**Short problem**
Collect every line of the records that contains the word "mask", matching case exactly, and copy each one in full.

* START Information provided *

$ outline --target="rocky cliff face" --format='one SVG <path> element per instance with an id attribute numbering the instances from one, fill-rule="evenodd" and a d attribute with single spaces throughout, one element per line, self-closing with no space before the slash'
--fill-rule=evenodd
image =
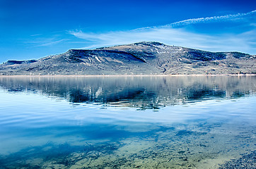
<path id="1" fill-rule="evenodd" d="M 256 73 L 256 57 L 209 52 L 158 42 L 93 50 L 70 49 L 37 61 L 10 61 L 0 75 L 170 75 Z"/>

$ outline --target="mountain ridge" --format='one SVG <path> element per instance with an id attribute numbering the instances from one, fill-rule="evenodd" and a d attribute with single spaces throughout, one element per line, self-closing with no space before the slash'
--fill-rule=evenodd
<path id="1" fill-rule="evenodd" d="M 157 42 L 69 49 L 38 60 L 8 61 L 1 75 L 255 74 L 256 56 L 210 52 Z"/>

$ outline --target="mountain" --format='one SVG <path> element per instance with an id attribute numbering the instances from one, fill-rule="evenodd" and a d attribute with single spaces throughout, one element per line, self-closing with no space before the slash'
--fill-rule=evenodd
<path id="1" fill-rule="evenodd" d="M 70 49 L 38 60 L 8 61 L 0 75 L 255 74 L 256 56 L 209 52 L 155 42 Z"/>

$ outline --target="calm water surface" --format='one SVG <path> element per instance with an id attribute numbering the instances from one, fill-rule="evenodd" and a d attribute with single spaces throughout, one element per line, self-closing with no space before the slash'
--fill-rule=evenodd
<path id="1" fill-rule="evenodd" d="M 256 77 L 2 77 L 0 168 L 253 168 L 255 91 Z"/>

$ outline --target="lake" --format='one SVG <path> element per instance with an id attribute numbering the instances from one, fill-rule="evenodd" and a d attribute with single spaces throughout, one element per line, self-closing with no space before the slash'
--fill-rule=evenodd
<path id="1" fill-rule="evenodd" d="M 1 77 L 0 103 L 0 168 L 255 168 L 255 76 Z"/>

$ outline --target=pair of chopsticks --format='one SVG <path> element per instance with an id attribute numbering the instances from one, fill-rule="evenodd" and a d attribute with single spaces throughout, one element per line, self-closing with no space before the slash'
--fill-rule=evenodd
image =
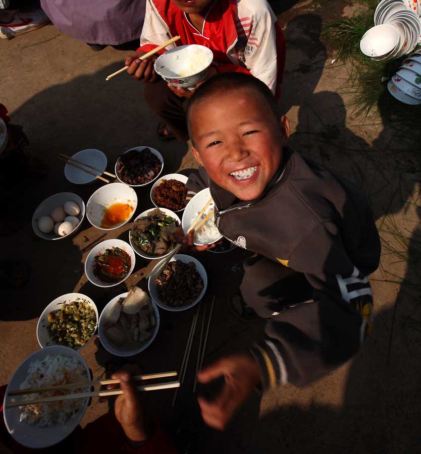
<path id="1" fill-rule="evenodd" d="M 207 207 L 213 202 L 213 199 L 212 197 L 207 201 L 206 205 L 203 207 L 203 209 L 200 211 L 200 213 L 197 215 L 196 217 L 196 219 L 194 219 L 192 224 L 189 228 L 188 230 L 187 231 L 187 233 L 188 233 L 191 231 L 193 230 L 194 229 L 195 230 L 199 230 L 200 228 L 203 225 L 203 224 L 215 212 L 215 210 L 212 210 L 209 212 L 209 213 L 206 215 L 201 220 L 200 220 L 202 216 L 203 216 L 204 212 L 207 209 Z M 200 222 L 199 222 L 199 221 Z M 197 222 L 199 222 L 199 224 L 196 225 Z"/>
<path id="2" fill-rule="evenodd" d="M 155 47 L 154 49 L 152 49 L 150 52 L 148 52 L 147 53 L 145 53 L 144 55 L 142 55 L 142 56 L 139 58 L 139 60 L 144 60 L 145 59 L 148 58 L 148 57 L 150 57 L 151 55 L 153 55 L 154 53 L 156 53 L 157 52 L 159 52 L 160 50 L 162 50 L 164 47 L 166 47 L 168 45 L 169 45 L 170 44 L 172 44 L 173 42 L 175 42 L 176 41 L 178 41 L 179 39 L 181 39 L 180 36 L 175 36 L 174 38 L 172 38 L 171 39 L 169 39 L 166 42 L 165 42 L 163 44 L 161 44 L 160 46 L 158 46 L 157 47 Z M 106 79 L 106 80 L 110 80 L 110 79 L 112 79 L 116 76 L 117 76 L 118 74 L 120 74 L 121 73 L 123 73 L 125 71 L 127 71 L 128 66 L 125 66 L 122 68 L 121 69 L 119 69 L 118 71 L 116 71 L 115 73 L 113 73 L 112 74 L 110 74 Z"/>
<path id="3" fill-rule="evenodd" d="M 164 377 L 174 377 L 177 375 L 176 372 L 164 372 L 162 373 L 149 374 L 148 375 L 136 375 L 133 377 L 135 381 L 140 380 L 150 380 L 153 378 L 161 378 Z M 23 394 L 33 394 L 35 393 L 45 392 L 47 391 L 54 391 L 58 389 L 66 389 L 71 388 L 85 388 L 94 386 L 97 385 L 108 385 L 120 383 L 120 379 L 94 380 L 91 381 L 85 381 L 80 383 L 72 383 L 65 385 L 59 385 L 56 386 L 49 386 L 45 388 L 31 388 L 26 389 L 19 389 L 9 391 L 8 396 L 19 395 Z M 154 391 L 157 389 L 167 389 L 170 388 L 177 388 L 180 386 L 180 381 L 168 381 L 165 383 L 156 384 L 142 385 L 136 386 L 139 391 Z M 123 394 L 122 389 L 109 389 L 99 391 L 92 391 L 89 392 L 79 392 L 74 394 L 67 394 L 64 395 L 56 395 L 49 398 L 44 398 L 32 400 L 21 401 L 19 402 L 14 402 L 7 404 L 6 409 L 16 408 L 25 405 L 33 405 L 36 404 L 46 404 L 49 402 L 57 402 L 60 401 L 70 401 L 74 399 L 83 399 L 91 397 L 104 397 L 110 395 L 117 395 Z"/>
<path id="4" fill-rule="evenodd" d="M 85 162 L 82 162 L 81 161 L 78 161 L 77 159 L 75 159 L 74 158 L 71 157 L 70 156 L 67 156 L 66 154 L 63 154 L 63 153 L 61 153 L 57 157 L 61 161 L 63 161 L 64 162 L 66 162 L 66 164 L 68 164 L 69 165 L 73 165 L 73 167 L 76 167 L 79 170 L 81 170 L 87 174 L 89 174 L 90 175 L 92 175 L 93 176 L 95 177 L 95 178 L 97 178 L 98 180 L 101 180 L 102 181 L 104 181 L 106 183 L 110 183 L 110 181 L 108 180 L 106 180 L 105 178 L 101 177 L 100 175 L 97 175 L 96 174 L 94 174 L 93 172 L 91 172 L 90 171 L 88 170 L 87 168 L 84 168 L 83 167 L 81 167 L 80 165 L 78 165 L 77 164 L 80 164 L 82 165 L 84 165 L 85 167 L 88 167 L 89 168 L 92 168 L 93 170 L 96 171 L 97 172 L 100 172 L 101 174 L 104 174 L 106 175 L 109 175 L 110 177 L 113 177 L 114 178 L 116 178 L 116 176 L 114 174 L 110 174 L 110 172 L 106 172 L 104 171 L 100 170 L 99 168 L 97 168 L 96 167 L 94 167 L 93 165 L 91 165 L 89 164 L 86 164 Z M 77 162 L 77 164 L 75 164 L 75 162 Z"/>

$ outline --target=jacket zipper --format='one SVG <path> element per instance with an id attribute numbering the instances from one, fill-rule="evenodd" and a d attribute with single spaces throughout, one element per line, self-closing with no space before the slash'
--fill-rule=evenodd
<path id="1" fill-rule="evenodd" d="M 156 17 L 158 18 L 158 20 L 160 21 L 161 24 L 164 25 L 164 28 L 165 28 L 165 29 L 167 30 L 167 34 L 168 35 L 170 39 L 174 37 L 171 34 L 171 31 L 168 27 L 168 26 L 166 23 L 165 21 L 164 21 L 164 20 L 161 17 L 161 15 L 158 12 L 158 10 L 156 9 L 156 7 L 155 6 L 155 5 L 153 4 L 153 2 L 152 1 L 152 0 L 149 0 L 149 3 L 150 4 L 150 6 L 152 7 L 152 9 L 153 10 L 153 12 L 156 15 Z M 177 44 L 176 43 L 175 45 L 176 46 Z"/>

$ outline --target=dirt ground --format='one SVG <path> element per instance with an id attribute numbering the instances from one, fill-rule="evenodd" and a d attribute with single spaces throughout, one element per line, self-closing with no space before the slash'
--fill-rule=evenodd
<path id="1" fill-rule="evenodd" d="M 344 106 L 352 94 L 340 89 L 349 69 L 333 62 L 333 49 L 320 35 L 324 20 L 352 15 L 353 8 L 332 3 L 322 10 L 302 2 L 285 11 L 284 4 L 272 3 L 287 40 L 280 106 L 291 122 L 292 146 L 352 179 L 371 198 L 384 246 L 382 265 L 371 276 L 377 322 L 353 361 L 305 389 L 288 385 L 262 396 L 256 394 L 224 433 L 203 426 L 192 392 L 196 333 L 175 409 L 171 408 L 173 392 L 164 391 L 149 396 L 149 411 L 177 434 L 182 452 L 419 453 L 421 209 L 419 167 L 413 154 L 419 153 L 419 142 L 414 136 L 408 141 L 397 139 L 393 128 L 384 126 L 384 112 L 366 120 L 354 117 Z M 51 301 L 78 292 L 91 297 L 100 311 L 153 264 L 138 257 L 133 274 L 124 285 L 104 290 L 87 281 L 84 260 L 99 241 L 127 241 L 129 224 L 104 234 L 85 219 L 69 239 L 47 242 L 35 237 L 31 218 L 44 199 L 68 191 L 86 203 L 101 184 L 69 183 L 58 154 L 98 148 L 107 155 L 112 171 L 124 150 L 147 145 L 164 156 L 165 173 L 187 174 L 187 169 L 196 166 L 185 145 L 159 141 L 141 83 L 125 74 L 106 82 L 107 75 L 121 67 L 125 54 L 110 47 L 93 52 L 53 25 L 0 42 L 0 102 L 13 122 L 24 126 L 30 153 L 49 168 L 48 177 L 37 180 L 22 179 L 19 169 L 11 169 L 16 179 L 2 187 L 2 204 L 21 228 L 1 237 L 2 259 L 24 261 L 31 270 L 27 285 L 2 292 L 0 383 L 7 383 L 19 364 L 39 348 L 37 321 Z M 136 215 L 151 206 L 150 189 L 136 191 Z M 223 255 L 193 254 L 208 273 L 203 302 L 208 304 L 216 297 L 205 363 L 262 335 L 262 323 L 238 321 L 226 306 L 227 296 L 241 281 L 246 253 L 237 250 Z M 179 368 L 194 311 L 160 313 L 161 327 L 153 344 L 129 359 L 147 372 Z M 125 362 L 108 354 L 97 337 L 81 352 L 95 378 Z M 82 425 L 108 409 L 94 400 Z"/>

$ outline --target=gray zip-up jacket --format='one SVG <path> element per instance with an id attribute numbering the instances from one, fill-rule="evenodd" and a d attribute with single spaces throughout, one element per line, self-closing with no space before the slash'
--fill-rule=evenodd
<path id="1" fill-rule="evenodd" d="M 236 199 L 203 167 L 187 185 L 190 197 L 210 188 L 215 222 L 225 237 L 302 273 L 312 288 L 308 304 L 293 307 L 289 301 L 268 321 L 265 340 L 250 349 L 265 387 L 304 386 L 358 351 L 372 321 L 366 276 L 380 257 L 364 193 L 296 152 L 283 152 L 282 168 L 257 200 Z"/>

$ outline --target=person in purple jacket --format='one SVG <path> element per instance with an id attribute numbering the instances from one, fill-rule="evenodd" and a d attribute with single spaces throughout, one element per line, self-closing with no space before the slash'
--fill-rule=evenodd
<path id="1" fill-rule="evenodd" d="M 255 253 L 233 310 L 268 320 L 262 340 L 199 374 L 205 383 L 225 379 L 215 400 L 199 399 L 205 422 L 223 429 L 255 388 L 306 386 L 358 351 L 372 323 L 367 276 L 380 241 L 365 195 L 288 147 L 288 121 L 258 79 L 214 76 L 186 115 L 201 166 L 188 196 L 209 187 L 220 233 Z"/>

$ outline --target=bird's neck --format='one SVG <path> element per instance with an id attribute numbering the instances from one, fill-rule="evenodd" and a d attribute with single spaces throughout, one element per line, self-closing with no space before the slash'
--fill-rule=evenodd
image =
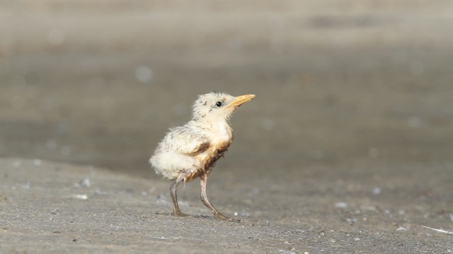
<path id="1" fill-rule="evenodd" d="M 229 141 L 233 138 L 233 128 L 228 119 L 206 120 L 200 123 L 204 131 L 219 142 Z"/>

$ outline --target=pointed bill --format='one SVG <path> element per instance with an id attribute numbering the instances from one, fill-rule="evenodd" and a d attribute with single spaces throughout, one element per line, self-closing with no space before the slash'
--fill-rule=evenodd
<path id="1" fill-rule="evenodd" d="M 231 102 L 227 107 L 237 108 L 243 104 L 250 102 L 255 98 L 255 95 L 240 95 L 234 98 L 234 100 Z"/>

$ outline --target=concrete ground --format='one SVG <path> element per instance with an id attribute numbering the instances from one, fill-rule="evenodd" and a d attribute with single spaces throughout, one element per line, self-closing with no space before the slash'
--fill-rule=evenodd
<path id="1" fill-rule="evenodd" d="M 453 252 L 449 1 L 0 3 L 0 253 Z M 256 98 L 208 195 L 147 160 Z"/>

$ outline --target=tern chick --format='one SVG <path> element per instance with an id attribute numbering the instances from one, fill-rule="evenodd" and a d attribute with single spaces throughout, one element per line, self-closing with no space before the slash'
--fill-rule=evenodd
<path id="1" fill-rule="evenodd" d="M 206 194 L 207 177 L 215 162 L 222 157 L 233 141 L 229 118 L 241 104 L 254 95 L 233 97 L 226 93 L 202 95 L 193 104 L 192 119 L 170 131 L 154 151 L 149 162 L 156 173 L 175 180 L 170 186 L 173 214 L 187 216 L 178 205 L 178 185 L 181 181 L 200 179 L 201 200 L 218 219 L 238 221 L 228 217 L 212 206 Z"/>

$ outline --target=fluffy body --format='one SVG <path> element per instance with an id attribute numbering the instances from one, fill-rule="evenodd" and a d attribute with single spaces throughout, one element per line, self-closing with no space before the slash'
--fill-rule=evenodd
<path id="1" fill-rule="evenodd" d="M 238 221 L 221 214 L 207 199 L 207 177 L 215 162 L 222 157 L 233 141 L 231 114 L 253 95 L 233 97 L 210 92 L 200 95 L 193 104 L 192 120 L 182 126 L 170 128 L 154 151 L 149 162 L 156 173 L 174 179 L 170 186 L 173 214 L 187 216 L 178 205 L 178 185 L 197 177 L 200 179 L 201 200 L 219 219 Z"/>
<path id="2" fill-rule="evenodd" d="M 184 181 L 190 181 L 210 171 L 232 141 L 228 121 L 207 126 L 192 120 L 171 128 L 149 162 L 156 173 L 166 179 L 176 179 L 186 173 Z"/>

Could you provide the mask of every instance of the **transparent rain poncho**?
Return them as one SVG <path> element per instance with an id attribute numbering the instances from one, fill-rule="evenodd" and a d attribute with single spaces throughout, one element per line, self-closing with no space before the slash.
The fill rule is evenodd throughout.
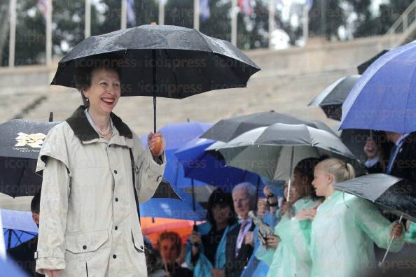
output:
<path id="1" fill-rule="evenodd" d="M 312 223 L 309 253 L 305 243 L 298 243 L 295 245 L 296 255 L 312 260 L 312 277 L 355 277 L 361 269 L 377 266 L 374 243 L 387 248 L 394 224 L 370 201 L 335 192 L 318 208 Z M 403 237 L 393 241 L 390 251 L 400 251 Z"/>
<path id="2" fill-rule="evenodd" d="M 312 208 L 316 203 L 310 197 L 303 197 L 292 206 L 293 213 L 296 215 L 303 210 Z M 279 236 L 280 241 L 272 256 L 268 277 L 309 276 L 311 262 L 296 257 L 295 245 L 300 247 L 301 244 L 305 244 L 304 248 L 307 248 L 310 225 L 310 221 L 307 220 L 298 220 L 293 217 L 289 218 L 286 214 L 282 216 L 275 228 L 275 234 Z M 293 229 L 297 231 L 294 232 Z M 262 260 L 270 260 L 265 255 Z"/>

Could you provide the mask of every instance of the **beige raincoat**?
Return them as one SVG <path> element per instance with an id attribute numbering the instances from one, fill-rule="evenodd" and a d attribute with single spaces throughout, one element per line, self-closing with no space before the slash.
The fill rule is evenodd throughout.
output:
<path id="1" fill-rule="evenodd" d="M 36 270 L 64 269 L 60 276 L 146 276 L 139 201 L 155 192 L 165 157 L 148 148 L 111 113 L 109 141 L 100 138 L 81 106 L 50 130 L 38 160 L 43 171 Z"/>

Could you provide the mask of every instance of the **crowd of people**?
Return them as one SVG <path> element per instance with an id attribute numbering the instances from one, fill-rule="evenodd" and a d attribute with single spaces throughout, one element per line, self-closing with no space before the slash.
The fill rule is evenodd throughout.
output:
<path id="1" fill-rule="evenodd" d="M 377 271 L 384 254 L 377 249 L 400 253 L 410 247 L 405 233 L 412 242 L 413 223 L 334 190 L 355 177 L 351 164 L 307 158 L 284 182 L 283 197 L 274 185 L 265 187 L 265 199 L 249 183 L 236 185 L 232 193 L 217 189 L 206 222 L 196 226 L 186 245 L 168 231 L 154 248 L 142 236 L 137 207 L 162 180 L 165 142 L 161 134 L 151 133 L 144 148 L 112 113 L 120 75 L 116 68 L 77 69 L 74 80 L 84 105 L 54 127 L 42 146 L 32 274 L 353 277 Z M 370 137 L 363 149 L 368 171 L 416 181 L 415 138 L 391 132 Z M 15 249 L 9 253 L 18 257 Z M 416 268 L 416 262 L 410 265 Z"/>

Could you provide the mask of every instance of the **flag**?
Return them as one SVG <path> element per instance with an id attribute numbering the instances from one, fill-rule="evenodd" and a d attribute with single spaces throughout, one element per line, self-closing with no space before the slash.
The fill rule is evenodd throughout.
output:
<path id="1" fill-rule="evenodd" d="M 306 0 L 306 8 L 307 8 L 307 11 L 310 10 L 313 3 L 314 0 Z"/>
<path id="2" fill-rule="evenodd" d="M 238 0 L 238 6 L 240 10 L 246 15 L 250 15 L 253 13 L 253 7 L 251 7 L 250 0 Z"/>
<path id="3" fill-rule="evenodd" d="M 136 13 L 134 12 L 134 0 L 127 0 L 127 23 L 136 26 Z"/>
<path id="4" fill-rule="evenodd" d="M 209 0 L 200 0 L 200 15 L 201 21 L 206 21 L 211 16 Z"/>
<path id="5" fill-rule="evenodd" d="M 45 20 L 48 17 L 48 0 L 38 0 L 38 8 L 43 15 Z"/>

* END Information provided *

**Correct response**
Could you provide the mask of every instance of the **transparent rain poncho**?
Could you provide the mask of every instance of the **beige raincoat**?
Could you provide the mask of every instance of the **crowd of people**?
Could you provide the mask of every instance of the **flag**?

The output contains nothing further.